Exercise directions →
A faithful copy of all the data is required; pictures should not be included.

Point localization data

★ ★ ★ ★ ★

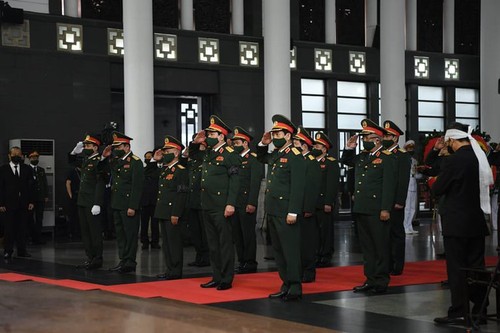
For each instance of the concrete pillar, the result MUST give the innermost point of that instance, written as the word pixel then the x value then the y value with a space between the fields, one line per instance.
pixel 187 19
pixel 392 61
pixel 449 26
pixel 330 21
pixel 490 68
pixel 72 8
pixel 237 18
pixel 370 21
pixel 411 25
pixel 138 73
pixel 276 31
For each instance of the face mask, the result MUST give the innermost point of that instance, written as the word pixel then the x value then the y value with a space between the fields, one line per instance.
pixel 211 142
pixel 387 143
pixel 16 159
pixel 316 152
pixel 238 149
pixel 118 153
pixel 88 152
pixel 278 143
pixel 167 158
pixel 368 145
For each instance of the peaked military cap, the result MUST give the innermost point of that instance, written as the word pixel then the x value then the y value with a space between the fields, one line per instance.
pixel 171 142
pixel 281 123
pixel 392 129
pixel 369 127
pixel 303 135
pixel 217 125
pixel 240 133
pixel 120 138
pixel 93 138
pixel 323 139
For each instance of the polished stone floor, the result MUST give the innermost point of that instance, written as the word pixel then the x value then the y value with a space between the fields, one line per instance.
pixel 34 307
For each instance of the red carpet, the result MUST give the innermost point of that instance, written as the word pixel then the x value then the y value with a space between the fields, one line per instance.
pixel 253 286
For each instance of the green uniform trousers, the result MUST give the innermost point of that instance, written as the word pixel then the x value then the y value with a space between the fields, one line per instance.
pixel 171 236
pixel 220 244
pixel 374 236
pixel 285 239
pixel 91 230
pixel 127 230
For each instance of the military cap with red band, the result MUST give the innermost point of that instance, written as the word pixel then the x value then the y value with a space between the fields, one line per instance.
pixel 217 125
pixel 303 135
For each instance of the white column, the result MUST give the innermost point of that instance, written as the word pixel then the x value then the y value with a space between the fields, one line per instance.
pixel 449 26
pixel 187 20
pixel 330 21
pixel 370 21
pixel 411 25
pixel 138 73
pixel 276 28
pixel 392 61
pixel 490 68
pixel 237 17
pixel 71 8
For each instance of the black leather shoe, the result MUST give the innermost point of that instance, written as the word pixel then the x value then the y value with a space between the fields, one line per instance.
pixel 224 286
pixel 279 294
pixel 450 320
pixel 210 284
pixel 363 288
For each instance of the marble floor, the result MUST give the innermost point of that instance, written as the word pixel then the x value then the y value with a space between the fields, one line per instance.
pixel 35 307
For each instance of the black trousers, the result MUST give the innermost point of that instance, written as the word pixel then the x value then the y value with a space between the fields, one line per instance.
pixel 463 252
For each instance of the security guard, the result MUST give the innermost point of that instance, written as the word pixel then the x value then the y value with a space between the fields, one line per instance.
pixel 172 196
pixel 244 220
pixel 89 202
pixel 127 174
pixel 373 202
pixel 284 200
pixel 401 176
pixel 309 229
pixel 219 190
pixel 325 206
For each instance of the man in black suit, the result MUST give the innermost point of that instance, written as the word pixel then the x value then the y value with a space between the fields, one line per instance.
pixel 16 202
pixel 463 183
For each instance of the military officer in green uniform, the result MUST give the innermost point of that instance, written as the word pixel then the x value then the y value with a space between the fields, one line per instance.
pixel 172 196
pixel 374 190
pixel 325 206
pixel 219 190
pixel 89 202
pixel 283 202
pixel 401 176
pixel 244 220
pixel 307 220
pixel 127 173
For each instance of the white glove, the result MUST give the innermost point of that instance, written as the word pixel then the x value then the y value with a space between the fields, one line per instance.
pixel 96 210
pixel 78 148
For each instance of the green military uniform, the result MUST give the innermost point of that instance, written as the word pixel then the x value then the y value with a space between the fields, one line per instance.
pixel 401 177
pixel 309 230
pixel 219 188
pixel 91 193
pixel 330 173
pixel 127 175
pixel 172 196
pixel 285 195
pixel 250 174
pixel 373 192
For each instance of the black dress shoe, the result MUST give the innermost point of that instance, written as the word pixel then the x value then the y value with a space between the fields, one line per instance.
pixel 224 286
pixel 450 320
pixel 210 284
pixel 363 288
pixel 279 294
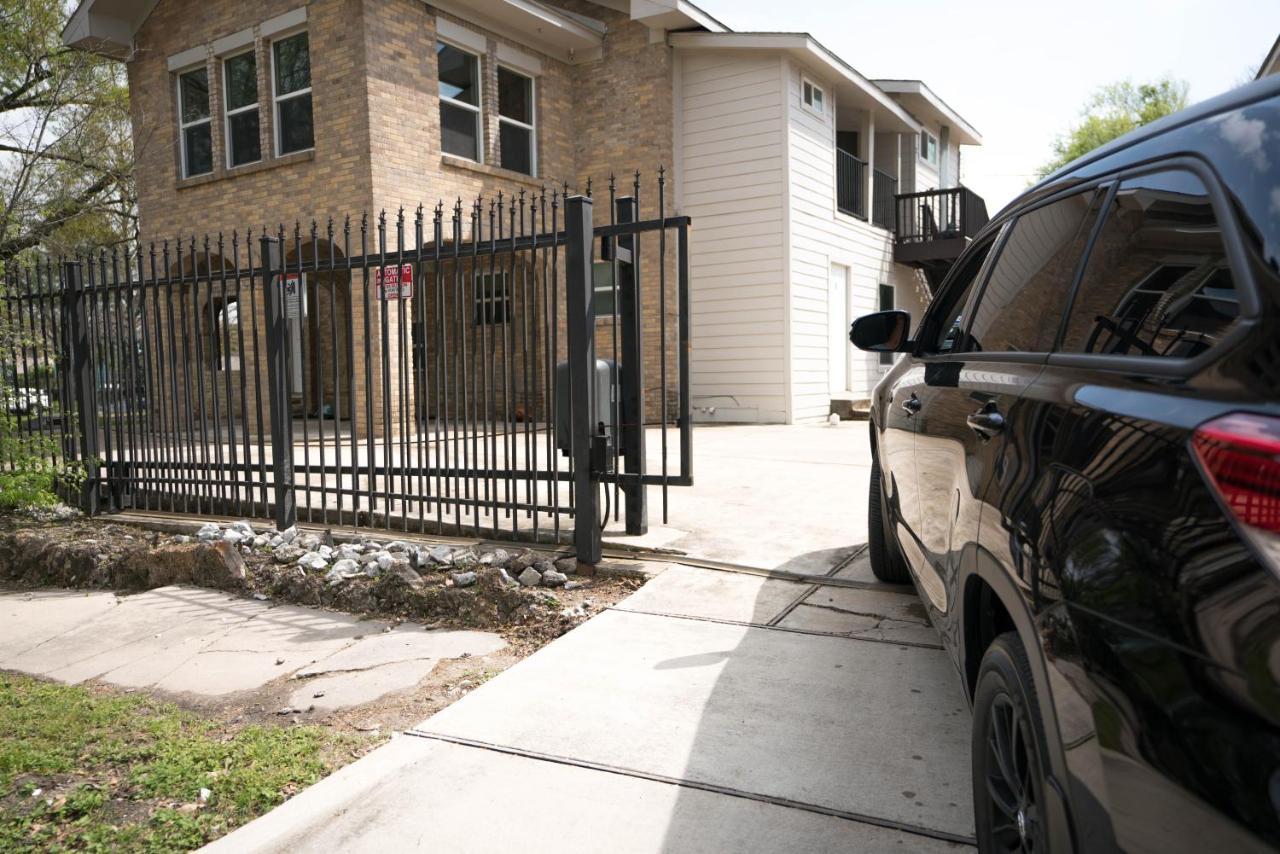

★ ★ ★ ★ ★

Output of the task →
For each instance of the concrete pillar, the result MUST give the innermost point of that instance, written as the word pixel then the x value then the y value with a space between the fields, one line per instance.
pixel 187 19
pixel 392 61
pixel 449 26
pixel 330 21
pixel 490 68
pixel 72 8
pixel 237 18
pixel 370 21
pixel 411 25
pixel 138 73
pixel 276 31
For each instance of the face mask, the result MUST give the innermost point of that instance, written as the word pixel then the x value then the y value with a space between the fields, one line per instance.
pixel 211 142
pixel 387 143
pixel 16 159
pixel 316 152
pixel 238 149
pixel 118 153
pixel 88 152
pixel 278 143
pixel 167 158
pixel 368 145
For each instance of the peaked military cap, the result MUST give the innermost point of that instance, written as the word pixel then the x value then the y value with a space between the fields, one line per instance.
pixel 171 142
pixel 281 123
pixel 392 129
pixel 369 127
pixel 303 135
pixel 217 125
pixel 240 133
pixel 120 138
pixel 93 138
pixel 323 139
For each instance of the polished stone floor, the result MUST give the innermost point of that instance, written as the word pixel then the x value then the y value with a space between the fields, one line per instance.
pixel 34 307
For each instance of the red carpet, the result MUST give the innermost point of that instance, written as the word pixel then the x value then the y value with a space between the fields, one line per instance.
pixel 253 286
For each instance of the green uniform trousers, the result MUST give the innermost point of that instance, written as the word pixel then the x value then the y value with a space between the fields, one line per instance.
pixel 171 236
pixel 220 244
pixel 374 236
pixel 285 239
pixel 91 230
pixel 127 230
For each instance of the military cap with red band, the result MUST give the innermost point of that instance, written as the word pixel then the x value then the y value with a space between the fields, one line per instance.
pixel 217 125
pixel 303 135
For each instance of the white column, the result MUST give the innermost point of that instance, written as the word pixel then the x value then the y value with a space between the fields, one line per instance.
pixel 449 26
pixel 187 20
pixel 330 21
pixel 370 21
pixel 411 25
pixel 138 73
pixel 276 28
pixel 392 61
pixel 490 68
pixel 237 17
pixel 71 8
For each instance of the black leather shoe, the result MUST give the innermost point of that instance, written as the word pixel then the x value then the y value with a space between the fields, one line per instance.
pixel 224 286
pixel 279 294
pixel 450 320
pixel 210 284
pixel 363 288
For each instance of the marble floor, the result MUST give the innermost point of that instance, written as the word pixel then the x value then the y value with a space between the fields, one line per instance.
pixel 35 307
For each instance of the black trousers, the result MUST give the innermost point of that instance, written as the word pixel then the x value then the y value with a space between the fields, one line per instance.
pixel 463 252
For each instance of the security guard, the result MUST give the innermost point of that instance, written as the word pixel then the x value then the y value with a space between the fields, one line per instance.
pixel 172 196
pixel 244 220
pixel 89 202
pixel 127 174
pixel 373 202
pixel 284 200
pixel 401 176
pixel 309 229
pixel 219 190
pixel 325 206
For each instance of the man in black suit, the result MUST give the innermost point of that instance, written as the word pixel then the x value then the y value with a space between the fields, one line per instance.
pixel 16 202
pixel 463 183
For each instance of the military officer in green uniform, the result MUST give the innermost point of that instance, written as the word pixel then the x value then the y value with a space between the fields, one line per instance.
pixel 172 196
pixel 374 190
pixel 325 206
pixel 219 190
pixel 89 202
pixel 283 202
pixel 401 176
pixel 244 220
pixel 307 220
pixel 127 173
For each instance of the white glove, the result MUST give the innermost point of that instance, written as the word pixel then the x value then the y value with a space between the fields, one line per instance.
pixel 96 210
pixel 78 148
For each instance of the green military uniform, the result MUST give the innermost point of that instance, written as the word pixel then the x value then the y value with a space between the fields, one line per instance.
pixel 401 177
pixel 309 230
pixel 219 188
pixel 91 193
pixel 330 173
pixel 127 175
pixel 172 196
pixel 285 195
pixel 250 174
pixel 373 192
For each instance of the black dress shoe, the result MUST give the innermost point of that instance, written as the word pixel then the x value then the y value with a space between the fields, one line per instance.
pixel 224 286
pixel 450 320
pixel 210 284
pixel 363 288
pixel 279 294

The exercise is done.